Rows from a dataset
## START
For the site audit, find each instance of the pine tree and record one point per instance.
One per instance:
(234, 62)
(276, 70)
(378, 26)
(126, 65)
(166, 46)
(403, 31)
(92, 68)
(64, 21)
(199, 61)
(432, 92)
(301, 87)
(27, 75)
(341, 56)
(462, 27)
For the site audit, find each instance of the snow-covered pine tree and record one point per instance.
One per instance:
## END
* _Directions for this task_:
Exactly reproduce the material above.

* _Answer to this exercise_:
For the site audit, find each instance of the pine tree and record one point per instance.
One per instance:
(234, 62)
(276, 70)
(378, 26)
(126, 65)
(166, 46)
(403, 31)
(92, 68)
(64, 21)
(199, 61)
(432, 92)
(301, 87)
(27, 75)
(341, 56)
(462, 27)
For the site audit, find each instance of the snow-covered pine tree and record one point per instance.
One per instance:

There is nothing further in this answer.